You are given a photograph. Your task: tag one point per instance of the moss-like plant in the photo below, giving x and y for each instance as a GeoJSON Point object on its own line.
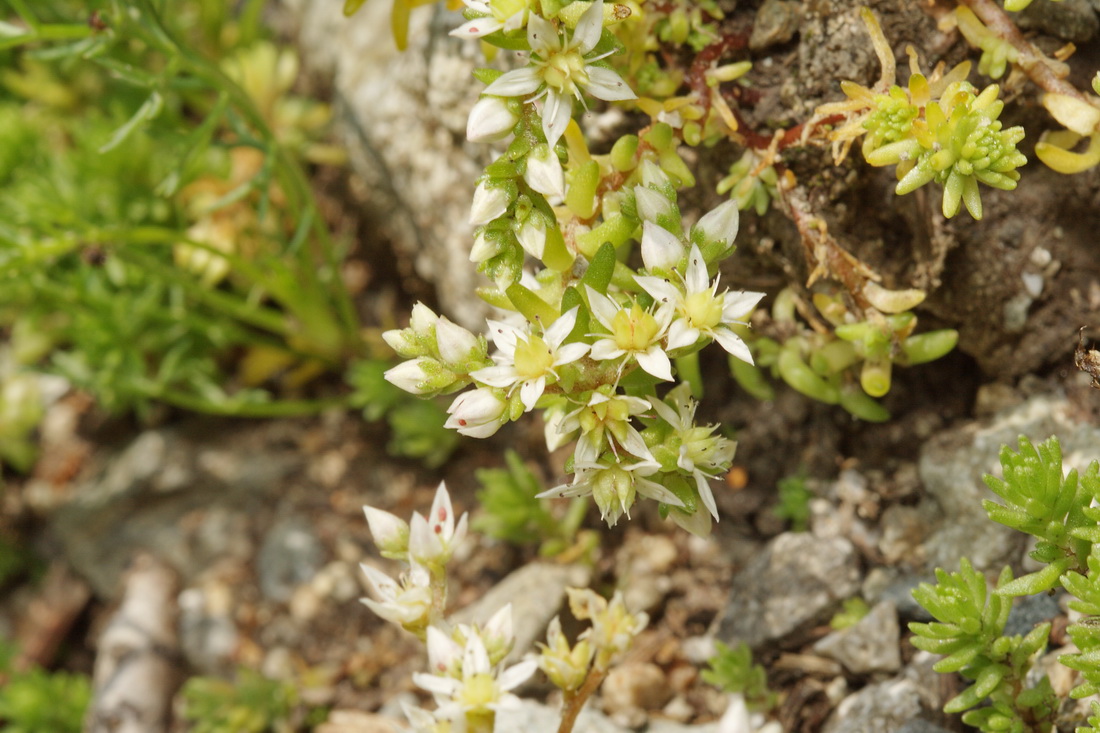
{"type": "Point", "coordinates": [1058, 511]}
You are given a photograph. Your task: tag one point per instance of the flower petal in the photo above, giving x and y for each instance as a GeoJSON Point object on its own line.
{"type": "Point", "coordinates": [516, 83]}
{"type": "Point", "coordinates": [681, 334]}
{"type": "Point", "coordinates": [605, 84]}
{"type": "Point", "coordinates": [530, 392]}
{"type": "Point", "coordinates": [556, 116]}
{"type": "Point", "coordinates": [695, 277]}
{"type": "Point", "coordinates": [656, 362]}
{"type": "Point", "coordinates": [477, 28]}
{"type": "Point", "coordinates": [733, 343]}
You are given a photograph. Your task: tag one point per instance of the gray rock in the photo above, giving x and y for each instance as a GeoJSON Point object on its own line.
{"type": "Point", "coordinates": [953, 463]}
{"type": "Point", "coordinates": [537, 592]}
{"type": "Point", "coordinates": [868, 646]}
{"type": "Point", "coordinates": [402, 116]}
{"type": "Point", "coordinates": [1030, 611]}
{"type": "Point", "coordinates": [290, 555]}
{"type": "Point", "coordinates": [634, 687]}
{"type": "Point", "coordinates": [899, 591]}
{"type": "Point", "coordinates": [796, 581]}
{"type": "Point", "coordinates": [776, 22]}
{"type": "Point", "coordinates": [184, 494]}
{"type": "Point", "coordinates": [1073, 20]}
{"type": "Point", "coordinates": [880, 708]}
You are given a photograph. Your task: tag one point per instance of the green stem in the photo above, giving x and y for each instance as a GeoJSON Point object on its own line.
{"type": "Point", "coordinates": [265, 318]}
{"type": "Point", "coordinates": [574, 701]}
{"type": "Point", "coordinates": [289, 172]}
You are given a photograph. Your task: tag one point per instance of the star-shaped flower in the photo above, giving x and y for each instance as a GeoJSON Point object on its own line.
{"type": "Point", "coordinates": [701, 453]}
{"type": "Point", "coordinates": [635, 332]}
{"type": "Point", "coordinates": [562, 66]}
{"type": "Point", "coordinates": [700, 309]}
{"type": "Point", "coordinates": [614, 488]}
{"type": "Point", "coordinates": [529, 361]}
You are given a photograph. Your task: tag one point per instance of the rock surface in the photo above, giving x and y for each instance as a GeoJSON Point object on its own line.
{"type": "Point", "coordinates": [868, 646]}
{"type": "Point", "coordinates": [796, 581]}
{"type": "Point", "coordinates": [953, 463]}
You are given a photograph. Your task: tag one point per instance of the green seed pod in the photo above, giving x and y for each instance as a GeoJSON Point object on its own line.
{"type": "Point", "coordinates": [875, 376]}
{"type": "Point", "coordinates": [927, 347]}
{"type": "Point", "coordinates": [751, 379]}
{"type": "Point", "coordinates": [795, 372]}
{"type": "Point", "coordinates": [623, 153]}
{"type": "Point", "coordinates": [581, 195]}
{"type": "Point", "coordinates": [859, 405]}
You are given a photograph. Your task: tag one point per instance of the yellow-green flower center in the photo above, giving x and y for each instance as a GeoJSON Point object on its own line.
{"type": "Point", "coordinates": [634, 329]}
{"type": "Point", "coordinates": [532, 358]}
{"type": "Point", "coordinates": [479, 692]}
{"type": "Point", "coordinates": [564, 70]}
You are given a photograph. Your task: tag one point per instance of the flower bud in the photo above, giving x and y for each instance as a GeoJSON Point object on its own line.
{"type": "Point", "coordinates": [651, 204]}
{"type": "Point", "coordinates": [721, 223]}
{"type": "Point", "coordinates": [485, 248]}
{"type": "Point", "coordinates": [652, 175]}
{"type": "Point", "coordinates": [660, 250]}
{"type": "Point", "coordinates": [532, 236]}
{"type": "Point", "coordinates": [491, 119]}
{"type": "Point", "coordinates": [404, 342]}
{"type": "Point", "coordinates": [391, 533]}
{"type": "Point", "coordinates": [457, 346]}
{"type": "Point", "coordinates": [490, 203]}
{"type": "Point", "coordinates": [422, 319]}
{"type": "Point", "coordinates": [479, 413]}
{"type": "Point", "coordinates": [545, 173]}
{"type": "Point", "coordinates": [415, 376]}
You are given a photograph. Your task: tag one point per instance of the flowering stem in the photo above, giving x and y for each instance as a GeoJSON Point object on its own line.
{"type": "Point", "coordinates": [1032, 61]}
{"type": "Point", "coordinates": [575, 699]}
□ □ □
▶ _THE PROBLEM_: Reproduce the items from the line containing "of the flowering" through the end of the items, replacing "flowering stem" with "flower stalk" and keeping everything else unchanged.

▶ _WORKED SOLUTION_:
You are given a photograph. Your task: tag one point per instance of the flower stalk in the photo above, giving x and y for each instance as a GeoJSON Point object on its own line.
{"type": "Point", "coordinates": [1032, 61]}
{"type": "Point", "coordinates": [575, 699]}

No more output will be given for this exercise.